» WORK REQUIRED:
Report each line in the records below that contains the word "mosque".

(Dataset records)
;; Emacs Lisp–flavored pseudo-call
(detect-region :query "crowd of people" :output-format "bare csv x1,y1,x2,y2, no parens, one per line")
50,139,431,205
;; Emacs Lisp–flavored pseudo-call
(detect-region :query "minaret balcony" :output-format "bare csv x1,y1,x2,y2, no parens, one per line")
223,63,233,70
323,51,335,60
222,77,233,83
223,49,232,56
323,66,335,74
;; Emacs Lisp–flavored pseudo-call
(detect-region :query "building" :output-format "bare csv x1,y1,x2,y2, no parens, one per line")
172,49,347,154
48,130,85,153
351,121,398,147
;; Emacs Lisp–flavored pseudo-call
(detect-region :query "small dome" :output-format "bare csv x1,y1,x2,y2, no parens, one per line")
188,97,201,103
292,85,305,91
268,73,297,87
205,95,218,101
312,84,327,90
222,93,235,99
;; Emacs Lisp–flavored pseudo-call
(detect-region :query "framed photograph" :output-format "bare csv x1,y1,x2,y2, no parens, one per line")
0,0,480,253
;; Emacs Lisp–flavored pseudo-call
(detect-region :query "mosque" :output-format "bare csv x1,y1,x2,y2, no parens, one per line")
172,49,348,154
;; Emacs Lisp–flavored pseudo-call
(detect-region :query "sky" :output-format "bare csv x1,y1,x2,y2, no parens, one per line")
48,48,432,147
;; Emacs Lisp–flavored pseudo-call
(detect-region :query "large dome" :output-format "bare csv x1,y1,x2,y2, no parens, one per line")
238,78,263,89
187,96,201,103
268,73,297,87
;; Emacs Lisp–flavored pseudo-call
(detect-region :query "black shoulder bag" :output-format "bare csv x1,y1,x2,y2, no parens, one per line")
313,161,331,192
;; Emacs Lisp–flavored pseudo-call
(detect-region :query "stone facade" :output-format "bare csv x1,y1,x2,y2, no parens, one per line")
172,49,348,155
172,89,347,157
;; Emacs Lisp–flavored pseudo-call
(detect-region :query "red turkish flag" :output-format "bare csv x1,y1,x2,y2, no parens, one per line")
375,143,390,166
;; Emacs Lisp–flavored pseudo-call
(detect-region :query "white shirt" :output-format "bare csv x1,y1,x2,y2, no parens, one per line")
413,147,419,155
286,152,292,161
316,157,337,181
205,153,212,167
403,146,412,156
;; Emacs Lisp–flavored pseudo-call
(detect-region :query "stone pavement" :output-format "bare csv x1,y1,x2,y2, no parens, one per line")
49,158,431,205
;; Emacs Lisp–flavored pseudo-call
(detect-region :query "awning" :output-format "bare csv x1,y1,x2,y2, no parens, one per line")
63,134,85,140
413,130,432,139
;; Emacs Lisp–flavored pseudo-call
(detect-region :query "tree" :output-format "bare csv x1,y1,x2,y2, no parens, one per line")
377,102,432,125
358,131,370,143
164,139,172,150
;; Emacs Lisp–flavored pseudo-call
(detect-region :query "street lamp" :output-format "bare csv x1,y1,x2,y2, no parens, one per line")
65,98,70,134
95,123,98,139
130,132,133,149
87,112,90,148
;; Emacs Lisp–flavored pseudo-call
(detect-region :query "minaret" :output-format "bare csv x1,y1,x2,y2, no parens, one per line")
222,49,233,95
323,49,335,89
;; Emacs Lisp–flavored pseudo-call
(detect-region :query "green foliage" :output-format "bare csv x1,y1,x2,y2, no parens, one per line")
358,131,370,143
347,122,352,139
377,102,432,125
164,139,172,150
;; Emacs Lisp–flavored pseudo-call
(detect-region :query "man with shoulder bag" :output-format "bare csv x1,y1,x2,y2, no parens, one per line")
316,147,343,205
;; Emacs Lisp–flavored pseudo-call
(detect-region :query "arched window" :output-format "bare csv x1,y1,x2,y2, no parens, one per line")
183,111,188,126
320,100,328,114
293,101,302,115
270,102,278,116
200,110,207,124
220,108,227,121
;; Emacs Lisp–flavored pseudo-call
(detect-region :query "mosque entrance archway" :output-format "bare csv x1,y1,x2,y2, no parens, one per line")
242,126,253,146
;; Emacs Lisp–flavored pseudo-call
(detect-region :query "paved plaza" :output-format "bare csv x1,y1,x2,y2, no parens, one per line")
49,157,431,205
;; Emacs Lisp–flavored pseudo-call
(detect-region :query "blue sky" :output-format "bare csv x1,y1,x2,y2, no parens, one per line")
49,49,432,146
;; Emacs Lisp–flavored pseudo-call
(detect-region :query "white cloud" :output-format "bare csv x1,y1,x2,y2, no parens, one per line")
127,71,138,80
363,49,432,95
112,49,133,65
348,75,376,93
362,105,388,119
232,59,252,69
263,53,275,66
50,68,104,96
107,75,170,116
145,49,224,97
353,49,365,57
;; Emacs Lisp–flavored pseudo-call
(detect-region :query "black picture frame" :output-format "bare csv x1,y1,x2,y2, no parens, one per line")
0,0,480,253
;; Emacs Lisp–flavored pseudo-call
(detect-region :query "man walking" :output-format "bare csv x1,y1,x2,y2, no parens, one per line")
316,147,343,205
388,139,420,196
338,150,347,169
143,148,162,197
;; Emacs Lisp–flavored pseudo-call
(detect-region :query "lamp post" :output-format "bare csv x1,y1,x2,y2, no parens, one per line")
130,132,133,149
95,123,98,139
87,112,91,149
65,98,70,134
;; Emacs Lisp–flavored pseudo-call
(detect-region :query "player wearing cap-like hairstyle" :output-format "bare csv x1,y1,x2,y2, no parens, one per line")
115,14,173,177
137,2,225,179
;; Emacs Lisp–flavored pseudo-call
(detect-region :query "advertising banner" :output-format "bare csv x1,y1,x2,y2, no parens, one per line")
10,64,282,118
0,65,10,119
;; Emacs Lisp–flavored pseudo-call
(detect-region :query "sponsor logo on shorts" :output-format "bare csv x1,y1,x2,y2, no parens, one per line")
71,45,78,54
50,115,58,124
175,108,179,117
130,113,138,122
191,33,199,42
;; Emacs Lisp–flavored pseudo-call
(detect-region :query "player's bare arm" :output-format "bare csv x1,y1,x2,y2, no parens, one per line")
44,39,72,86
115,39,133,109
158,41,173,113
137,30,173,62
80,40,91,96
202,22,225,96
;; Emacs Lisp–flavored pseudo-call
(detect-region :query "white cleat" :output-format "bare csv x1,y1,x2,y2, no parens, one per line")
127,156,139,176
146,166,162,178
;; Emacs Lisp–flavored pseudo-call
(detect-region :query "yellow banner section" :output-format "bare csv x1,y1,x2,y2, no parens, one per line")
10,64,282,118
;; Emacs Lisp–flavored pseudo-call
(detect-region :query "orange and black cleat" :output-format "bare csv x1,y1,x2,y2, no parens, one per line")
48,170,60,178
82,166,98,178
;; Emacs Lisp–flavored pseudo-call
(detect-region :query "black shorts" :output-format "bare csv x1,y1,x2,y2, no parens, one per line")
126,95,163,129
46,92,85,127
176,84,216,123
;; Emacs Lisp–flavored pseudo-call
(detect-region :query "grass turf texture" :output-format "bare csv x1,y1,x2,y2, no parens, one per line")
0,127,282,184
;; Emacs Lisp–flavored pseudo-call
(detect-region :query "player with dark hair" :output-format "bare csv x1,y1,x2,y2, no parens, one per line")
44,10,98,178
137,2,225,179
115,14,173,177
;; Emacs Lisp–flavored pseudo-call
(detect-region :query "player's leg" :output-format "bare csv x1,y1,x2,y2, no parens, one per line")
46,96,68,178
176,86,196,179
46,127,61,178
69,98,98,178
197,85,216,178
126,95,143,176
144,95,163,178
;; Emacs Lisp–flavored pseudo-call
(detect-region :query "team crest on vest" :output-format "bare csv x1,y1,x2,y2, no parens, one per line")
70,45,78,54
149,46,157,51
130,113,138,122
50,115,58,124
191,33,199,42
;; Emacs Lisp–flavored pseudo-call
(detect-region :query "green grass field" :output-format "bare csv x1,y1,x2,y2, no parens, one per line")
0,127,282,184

» SOLUTION:
(detect-region :query "mosque" :output-format "bare csv x1,y1,x2,y2, no parens, one per line")
(detect-region :query "mosque entrance archway" :output-format "bare csv x1,y1,x2,y2, no parens, one per line")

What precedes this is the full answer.